(Beginning of Selected extract)

Specifically, the data showed that in non-dialysis patients an initial range of doses from .025 mg/kg to .075 mg/kg of Hematide, in conjunction with dose adjustments, is adequate to increase Hgb in anemic patients with renal failure when administered monthly. In addition, intravenous and subcutaneous dosing appeared to result in a similar Hgb increase.
"These data support further investigation of the versatility and flexibility of once-per-month Hematide in terms of starting doses and route of administration," said Robert Naso, Ph.D., executive vice president of Research and Development at Affymax. "These results demonstrate that a narrow target range of hemoglobin levels can be reached with different initial Hematide doses. We are pleased to have such thorough evaluation of the product as we prepare for pivotal Phase 3 clinical trials."
At the time of the presentation, the data generated to date were from two multi-center, open-label studies that have enrolled a total of 304 patients. Safety data were based on the entire patient population, while pharmacodynamic data were based on 179 patients who had mostly completed six months of treatment at European and U.S. clinical sites. Of those, 89 treatment-naive CKD patients who were not on dialysis in the correction study were treated with Hematide once every four weeks. The me an Hgb level was 10.2 g/dL at study entry and was increased to greater than 11 g/dL following an initial dose of Hematide. In the maintenance-conversion study, 90 patients previously treated with Epoetin alfa were switched to Hematide once every four weeks. The mean baseline Hgb level, which was 11.5 g/dL at baseline, was maintained within +/- 1.0 g/dL at the end of six months of treatment. Hematide was generally well tolerated and compatible with adverse events usually observed in patients with chronic kidney disease, with 6 percent of patients reporting adverse events possibly related to Hematide such as fatigue, rash and hypertension and 0.7 percent of patients reporting serious adverse events possibly related to Hematide (one transient ischemic attack in a patient with history of atrial fibrillation, and one moderate infusion reaction in a patient who responded to outpatient intervention).
Hematide is a novel synthetic, pegylated peptidic compound that binds to and activates the erythropoietin receptor. The product is being developed for treatment of anemia in patients with chronic renal failure and cancer patients receiving chemotherapy.
About Affymax, Inc.
Affymax, Inc. is a biopharmaceutical company developing novel peptide-based drugs to improve the treatment of serious and often life-threatening conditions. Affymax's lead product candidate, Hematide(TM), is currently in Phase 2 clinical trials for the treatment of anemia associated with chronic renal failure and cancer. For additional information, please visit www.affymax.com.
This release contains forward-looking statements, including statements regarding the timing, design and results of the Company's clinical trials and drug development program, the timing and likelihood of the commercialization of Hematide. The Company's actual results may differ materially from those indicated in these forward-looking statements due to risks and uncertainties, including risks relating to the continued safety and efficacy of Hematide in clinical development, the potential for once per month dosing, regulatory requirements and approvals, research and development efforts, industry and competitive environment, intellectual property rights and disputes and other matters that are described in the Company's Quarterly Report on Form 10-Q filed with the Securities and Exchange Commission. Investors are cautioned not to place undue reliance on these forward-looking statements, which speak only as of the date of this release. The Company undertakes no obligation to update any forward-looking statement in this press release.

(End of Selected extract)
(Beginning of Data under study)

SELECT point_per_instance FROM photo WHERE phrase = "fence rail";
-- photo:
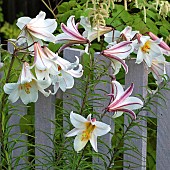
(45, 115)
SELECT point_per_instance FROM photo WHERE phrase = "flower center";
(59, 68)
(26, 87)
(146, 47)
(87, 133)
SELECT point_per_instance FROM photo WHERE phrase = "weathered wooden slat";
(163, 129)
(17, 139)
(68, 96)
(103, 88)
(44, 129)
(139, 76)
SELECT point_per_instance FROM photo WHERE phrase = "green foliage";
(9, 31)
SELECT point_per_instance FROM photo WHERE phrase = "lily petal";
(77, 120)
(93, 141)
(78, 143)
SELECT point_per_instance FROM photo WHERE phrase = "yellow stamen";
(26, 87)
(87, 133)
(146, 47)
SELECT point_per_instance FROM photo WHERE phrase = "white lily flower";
(27, 87)
(43, 62)
(92, 33)
(126, 35)
(147, 50)
(117, 53)
(158, 70)
(86, 130)
(36, 29)
(71, 34)
(67, 70)
(121, 102)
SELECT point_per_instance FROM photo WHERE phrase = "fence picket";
(44, 129)
(69, 54)
(163, 129)
(16, 138)
(103, 89)
(138, 75)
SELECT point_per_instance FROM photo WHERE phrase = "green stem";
(3, 114)
(49, 8)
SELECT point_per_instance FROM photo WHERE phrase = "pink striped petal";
(126, 94)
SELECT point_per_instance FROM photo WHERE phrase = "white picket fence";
(45, 114)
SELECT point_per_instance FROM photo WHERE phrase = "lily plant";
(86, 129)
(121, 101)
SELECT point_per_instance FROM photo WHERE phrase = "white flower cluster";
(51, 69)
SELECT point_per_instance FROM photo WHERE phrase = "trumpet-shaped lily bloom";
(27, 87)
(71, 35)
(63, 71)
(86, 130)
(36, 29)
(92, 33)
(147, 50)
(67, 71)
(117, 53)
(121, 102)
(158, 70)
(164, 47)
(127, 35)
(43, 62)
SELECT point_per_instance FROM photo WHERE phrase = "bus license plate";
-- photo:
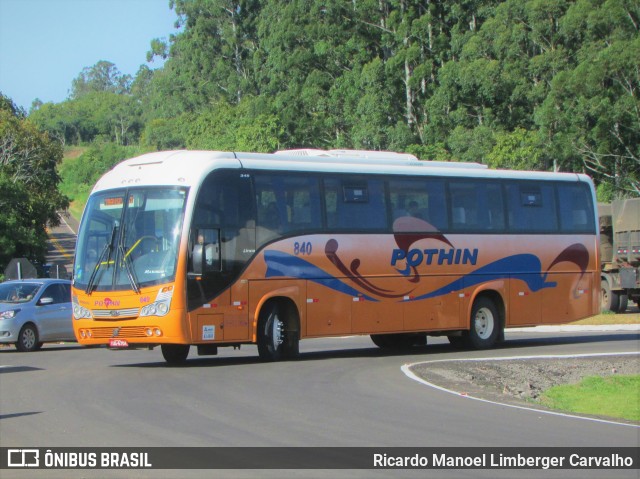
(118, 343)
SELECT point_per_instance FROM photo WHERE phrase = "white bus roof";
(188, 168)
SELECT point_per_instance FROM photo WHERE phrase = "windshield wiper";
(131, 274)
(108, 247)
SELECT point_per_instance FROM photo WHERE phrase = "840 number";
(303, 248)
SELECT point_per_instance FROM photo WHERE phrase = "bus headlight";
(159, 308)
(80, 312)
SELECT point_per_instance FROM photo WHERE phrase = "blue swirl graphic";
(525, 267)
(282, 264)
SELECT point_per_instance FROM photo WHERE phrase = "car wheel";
(28, 339)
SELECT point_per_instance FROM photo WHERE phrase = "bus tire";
(175, 353)
(485, 324)
(399, 341)
(28, 339)
(271, 336)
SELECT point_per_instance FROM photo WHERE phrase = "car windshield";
(127, 244)
(18, 292)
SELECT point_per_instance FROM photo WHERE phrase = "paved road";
(342, 392)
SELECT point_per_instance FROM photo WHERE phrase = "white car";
(35, 311)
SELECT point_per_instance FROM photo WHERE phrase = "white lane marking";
(406, 369)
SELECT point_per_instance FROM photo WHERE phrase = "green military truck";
(620, 254)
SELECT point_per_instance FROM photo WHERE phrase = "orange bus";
(215, 249)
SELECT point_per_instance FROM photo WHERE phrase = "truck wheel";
(624, 302)
(609, 300)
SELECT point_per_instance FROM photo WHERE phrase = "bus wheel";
(175, 353)
(271, 335)
(485, 324)
(28, 339)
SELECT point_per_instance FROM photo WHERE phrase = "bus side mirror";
(197, 259)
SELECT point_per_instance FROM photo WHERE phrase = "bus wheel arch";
(278, 330)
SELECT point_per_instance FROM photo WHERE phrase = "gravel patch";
(521, 381)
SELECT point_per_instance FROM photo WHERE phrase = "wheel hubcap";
(484, 323)
(278, 332)
(28, 338)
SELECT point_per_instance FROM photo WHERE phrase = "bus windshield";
(132, 243)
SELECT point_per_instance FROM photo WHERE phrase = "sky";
(45, 44)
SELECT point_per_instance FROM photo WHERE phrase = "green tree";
(29, 196)
(104, 76)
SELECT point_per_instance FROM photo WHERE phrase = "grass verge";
(612, 396)
(629, 317)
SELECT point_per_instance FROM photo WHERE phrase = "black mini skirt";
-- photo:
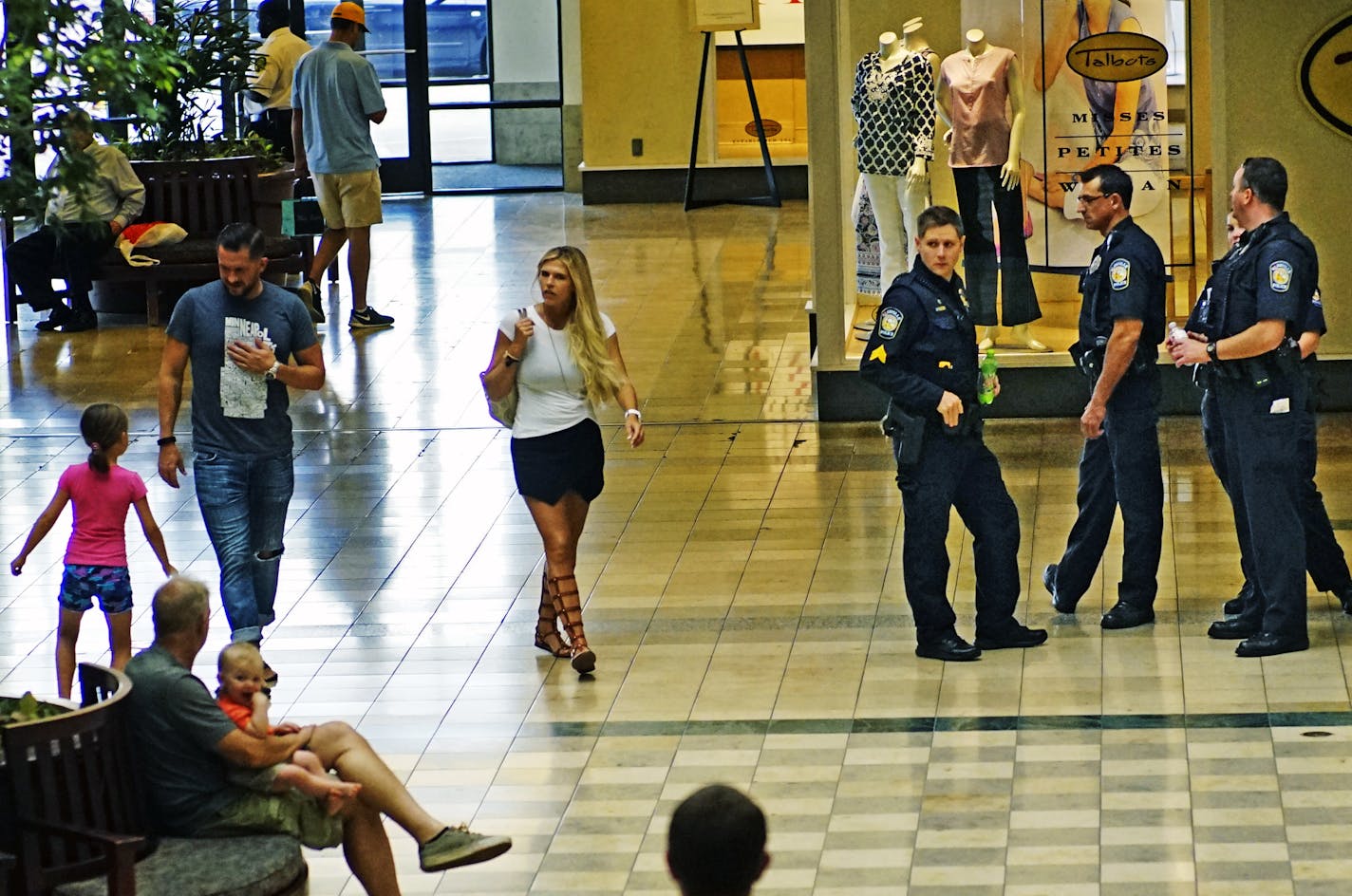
(549, 466)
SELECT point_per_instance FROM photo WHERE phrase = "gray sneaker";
(456, 847)
(312, 295)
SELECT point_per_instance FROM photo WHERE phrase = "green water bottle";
(986, 394)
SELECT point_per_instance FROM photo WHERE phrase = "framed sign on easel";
(708, 16)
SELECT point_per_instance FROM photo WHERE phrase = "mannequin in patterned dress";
(893, 105)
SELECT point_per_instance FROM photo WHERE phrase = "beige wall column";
(1256, 51)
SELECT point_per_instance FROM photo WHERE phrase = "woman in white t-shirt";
(563, 356)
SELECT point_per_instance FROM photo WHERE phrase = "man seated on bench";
(77, 232)
(180, 737)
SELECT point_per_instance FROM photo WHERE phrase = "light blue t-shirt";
(337, 91)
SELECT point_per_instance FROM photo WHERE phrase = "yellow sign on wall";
(723, 15)
(1117, 56)
(1326, 75)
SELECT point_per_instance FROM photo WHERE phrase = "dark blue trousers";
(1262, 458)
(1324, 558)
(1121, 468)
(957, 474)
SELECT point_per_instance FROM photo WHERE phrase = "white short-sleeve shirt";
(552, 389)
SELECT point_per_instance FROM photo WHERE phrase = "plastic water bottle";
(986, 394)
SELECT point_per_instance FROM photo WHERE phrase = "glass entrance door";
(474, 101)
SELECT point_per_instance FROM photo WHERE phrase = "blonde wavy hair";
(584, 330)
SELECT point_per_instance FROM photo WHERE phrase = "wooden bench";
(82, 828)
(201, 196)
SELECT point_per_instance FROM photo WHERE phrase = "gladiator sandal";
(568, 608)
(547, 627)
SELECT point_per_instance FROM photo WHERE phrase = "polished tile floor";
(743, 598)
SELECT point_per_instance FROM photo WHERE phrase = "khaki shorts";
(293, 813)
(349, 200)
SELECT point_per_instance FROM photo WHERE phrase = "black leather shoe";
(1231, 630)
(1014, 635)
(1124, 615)
(1268, 644)
(1049, 583)
(1344, 596)
(948, 647)
(80, 321)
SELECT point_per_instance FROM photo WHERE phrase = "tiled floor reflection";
(743, 598)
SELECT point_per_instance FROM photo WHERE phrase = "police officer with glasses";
(1255, 307)
(1121, 326)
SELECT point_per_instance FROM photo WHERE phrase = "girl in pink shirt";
(96, 555)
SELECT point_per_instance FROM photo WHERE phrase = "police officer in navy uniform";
(922, 354)
(1121, 326)
(1255, 307)
(1324, 555)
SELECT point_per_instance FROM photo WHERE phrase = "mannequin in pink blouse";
(981, 96)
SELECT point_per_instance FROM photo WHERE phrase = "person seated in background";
(716, 845)
(79, 229)
(268, 98)
(185, 746)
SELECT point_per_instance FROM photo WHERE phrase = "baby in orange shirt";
(242, 698)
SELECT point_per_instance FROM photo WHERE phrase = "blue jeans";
(244, 504)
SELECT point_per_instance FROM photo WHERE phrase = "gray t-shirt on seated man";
(175, 729)
(235, 412)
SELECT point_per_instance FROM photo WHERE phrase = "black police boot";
(949, 647)
(1059, 603)
(1345, 598)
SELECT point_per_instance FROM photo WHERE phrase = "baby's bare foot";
(338, 796)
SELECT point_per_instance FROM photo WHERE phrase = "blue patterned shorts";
(110, 584)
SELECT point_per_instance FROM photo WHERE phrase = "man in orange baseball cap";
(347, 11)
(335, 99)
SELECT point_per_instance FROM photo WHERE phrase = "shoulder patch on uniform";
(1279, 276)
(889, 322)
(1119, 273)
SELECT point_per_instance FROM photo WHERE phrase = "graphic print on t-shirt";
(242, 395)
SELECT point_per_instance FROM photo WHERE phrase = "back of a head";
(1268, 178)
(272, 15)
(236, 235)
(239, 653)
(178, 607)
(1112, 180)
(716, 845)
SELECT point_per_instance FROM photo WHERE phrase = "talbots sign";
(1326, 75)
(1117, 56)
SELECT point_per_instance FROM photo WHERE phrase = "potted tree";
(216, 53)
(61, 54)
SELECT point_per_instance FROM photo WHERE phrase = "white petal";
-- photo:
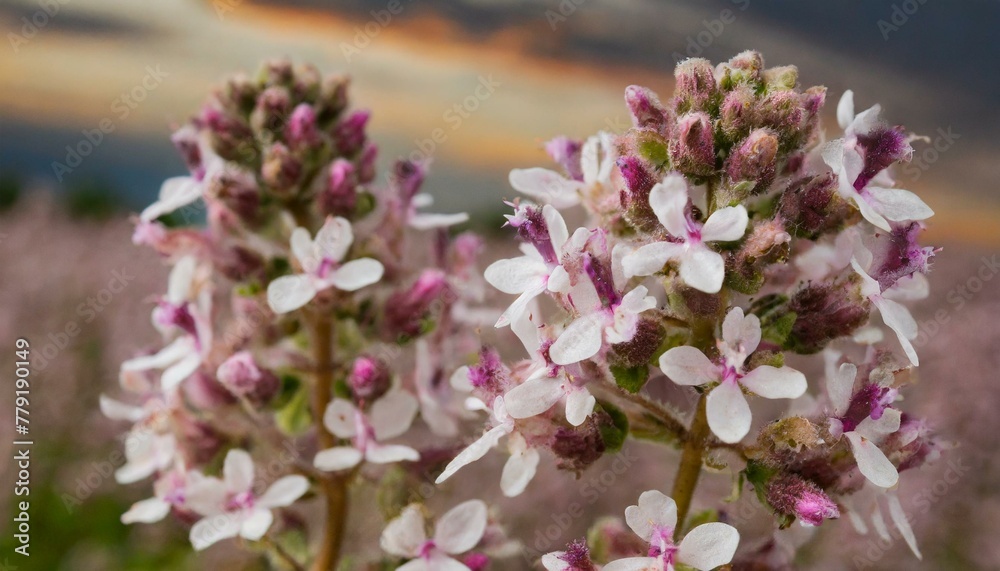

(End of Data under study)

> [Your task]
In the Hematide press release above, reproduce word for word the passage that opens with "Specifically, the data" and ends with "similar Hgb increase.".

> [Solution]
Specifically, the data showed that in non-dialysis patients an initial range of doses from .025 mg/kg to .075 mg/kg of Hematide, in conjunction with dose adjustments, is adequate to increase Hgb in anemic patients with renal failure when administered monthly. In addition, intravenous and subcutaneous dosing appeared to result in a similar Hgb increase.